# START OF Given data

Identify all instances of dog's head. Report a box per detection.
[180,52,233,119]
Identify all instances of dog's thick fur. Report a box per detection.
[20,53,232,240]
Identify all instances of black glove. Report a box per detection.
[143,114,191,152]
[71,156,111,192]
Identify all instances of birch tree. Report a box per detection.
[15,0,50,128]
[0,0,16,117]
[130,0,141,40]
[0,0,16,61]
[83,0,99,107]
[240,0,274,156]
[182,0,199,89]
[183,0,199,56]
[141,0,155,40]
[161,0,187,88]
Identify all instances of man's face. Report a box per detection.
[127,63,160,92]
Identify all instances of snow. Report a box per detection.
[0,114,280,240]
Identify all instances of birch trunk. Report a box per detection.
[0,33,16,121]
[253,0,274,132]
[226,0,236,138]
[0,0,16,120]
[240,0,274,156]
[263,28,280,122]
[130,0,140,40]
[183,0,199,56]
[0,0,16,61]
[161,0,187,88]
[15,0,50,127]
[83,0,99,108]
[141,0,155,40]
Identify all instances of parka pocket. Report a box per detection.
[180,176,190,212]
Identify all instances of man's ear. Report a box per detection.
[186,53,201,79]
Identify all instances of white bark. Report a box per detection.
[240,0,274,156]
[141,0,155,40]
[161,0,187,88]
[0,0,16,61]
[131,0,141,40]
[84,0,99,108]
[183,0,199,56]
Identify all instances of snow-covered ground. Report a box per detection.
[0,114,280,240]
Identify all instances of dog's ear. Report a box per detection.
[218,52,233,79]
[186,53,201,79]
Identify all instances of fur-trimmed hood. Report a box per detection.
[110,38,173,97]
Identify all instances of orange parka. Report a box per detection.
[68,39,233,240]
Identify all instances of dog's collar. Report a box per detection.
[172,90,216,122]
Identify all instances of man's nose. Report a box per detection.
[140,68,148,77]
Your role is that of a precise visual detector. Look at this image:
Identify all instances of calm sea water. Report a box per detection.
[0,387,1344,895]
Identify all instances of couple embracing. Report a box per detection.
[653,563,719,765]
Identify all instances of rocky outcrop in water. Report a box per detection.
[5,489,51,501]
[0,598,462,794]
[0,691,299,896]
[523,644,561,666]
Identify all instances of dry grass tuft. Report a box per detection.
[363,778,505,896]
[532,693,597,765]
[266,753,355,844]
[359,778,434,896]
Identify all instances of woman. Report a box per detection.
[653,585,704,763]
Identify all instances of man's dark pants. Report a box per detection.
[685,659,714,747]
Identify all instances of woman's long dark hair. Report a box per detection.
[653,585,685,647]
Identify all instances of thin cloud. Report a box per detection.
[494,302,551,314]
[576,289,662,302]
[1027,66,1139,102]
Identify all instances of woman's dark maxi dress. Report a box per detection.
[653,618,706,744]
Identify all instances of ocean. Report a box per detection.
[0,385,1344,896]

# END OF Given data

**What you have to do:**
Copy the listing from its start up to and including the line with "[71,156,111,192]", requests included, and adjust each bounding-box coordinate in the answers by adding 46 to it.

**Written response:**
Identify all instances of dog's head. Report a box per detection.
[226,98,279,165]
Identify all instances of dog's thick fur. Report a box per detection.
[66,99,278,286]
Identify all instances of black glove. Report a box per detection.
[189,160,237,198]
[117,202,157,238]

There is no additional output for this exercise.